:: Text under study ::
Stifel, Nicolaus & Company, Incorporated acted as lead financial advisor for Ligand Pharmaceuticals Incorporated. Citigroup Global Markets Inc. acted as financial advisor for Ligand Pharmaceuticals Incorporated. Andrew Goodman, Brad Bondi, Sean Donahue, Brandon Bortner, Ryan Brewer.Eric Schiele, Ben Stein, Olivier Souleres, Andrew Davis, Joe Opich, Michael Pelle, Jason Ertel, Brad Bondi, Ronald Anguas, Neil Schumacher, Nick Griepsma, Todd Schneider, Joshua Soven, Catherine Kordestani, Holly Snow and Peter Lindsay of Paul Hastings LLP acted as legal advisors for Ligand Pharmaceuticals Incorporated. Leerink Partners LLC acted as lead financial advisor for XOMA Royalty Corporation. In connection with Leerink Partners’ services as a financial advisor to the Company, the Company has agreed to pay Leerink Partners an aggregate fee estimated as of the announcement of the Merger Agreement to be approximately $18.4 million, $1.0 million of which became payable upon the rendering of Leerink Partners’ opinion, and the remainder of which is payable contingent upon consummation of the Transaction. H.C. Wainwright & Co., LLC acted as financial advisor for XOMA Royalty Corporation. Ryan Murr, Branden Berns, Pamela Lawrence Endreny, Sean Feller and Rachel Kleinberg of Gibson, Dunn & Crutcher LLP acted as legal advisors for XOMA Royalty Corporation. Collected Strategies is serving as strategic communications advisor to Ligand. Sodali & Co acted as information agent to XOMA Royalty and will receive a fee of approximately $10,000, plus reimbursement of reasonable expenses. Equiniti Trust Company, LLC acted as transfer agent to XOMA Royalty.
Ligand Pharmaceuticals Incorporated (NasdaqGM:LGND) completed the acquisition of XOMA Royalty Corporation (NasdaqGM:XOMA) from a group of shareholders on July 14, 2026. In connection with the completion of the transaction, XOMA Royalty common stock ceased trading on The Nasdaq Global Market.
In accordance with the terms of the Merger Agreement, effective as of the Effective Time, (i) the directors of Merger Sub as of immediately prior to the Effective Time, Todd C. Davis, Octavio Espinoza and Andrew Reardon, became the directors of XOMA Royalty until the earlier of their resignation or removal or until their respective successors are duly designated, as the case may be, and each of Jack L. Wyszomierski, Heather L. Franklin, Natasha Hernday, Owen Hughes, Barbara Kosacz, Joseph M. Limber and Matthew Perry, voluntarily resigned as directors of XOMA Royalty and from all committees of the Board of Directors of XOMA Royalty on which such directors served, and (ii) the officers of Merger Sub as of immediately prior to the Effective Time became new officers of XOMA Royalty.
The transaction is expected to be immediately accretive and to add approximately $0.50 and $1.50 per share to Ligand’s projected 2026 and 2027 adjusted earnings per share1, respectively.
:::
(Your tasks):
• a. In the text about Ligand's acquisition of XOMA Royalty, what will Sodali & Co receive for acting as information agent?
• b. Translate this sentence from the text about Ligand's acquisition of XOMA Royalty into Spanish: "In connection with the completion of the transaction, XOMA Royalty common stock ceased trading on The Nasdaq Global Market."
• c. Rewrite the paragraph beginning "In accordance with the terms of the Merger Agreement" from the text about Ligand's acquisition of XOMA Royalty as a short list that keeps its main facts.
:: Available data ::
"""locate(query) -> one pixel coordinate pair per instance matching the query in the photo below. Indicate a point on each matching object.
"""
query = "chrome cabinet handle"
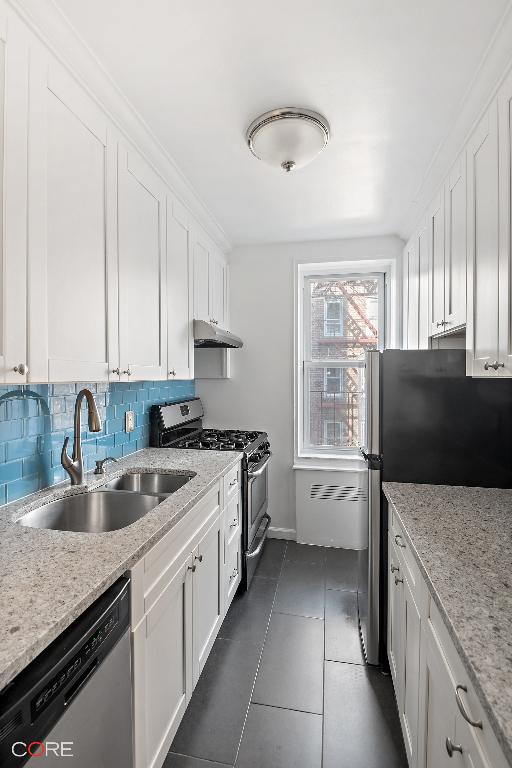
(462, 709)
(451, 747)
:::
(Answers to the tasks):
• a. A fee of approximately $10,000, plus reimbursement of reasonable expenses.

• b. En relación con la finalización de la transacción, las acciones ordinarias de XOMA Royalty dejaron de cotizar en The Nasdaq Global Market.

• c.
Under the Merger Agreement, effective as of the Effective Time:
- Todd C. Davis, Octavio Espinoza and Andrew Reardon, the directors of Merger Sub, became the directors of XOMA Royalty until their resignation or removal or until their successors are designated.
- Jack L. Wyszomierski, Heather L. Franklin, Natasha Hernday, Owen Hughes, Barbara Kosacz, Joseph M. Limber and Matthew Perry voluntarily resigned as directors of XOMA Royalty and from all Board committees on which they served.
- The officers of Merger Sub became the new officers of XOMA Royalty.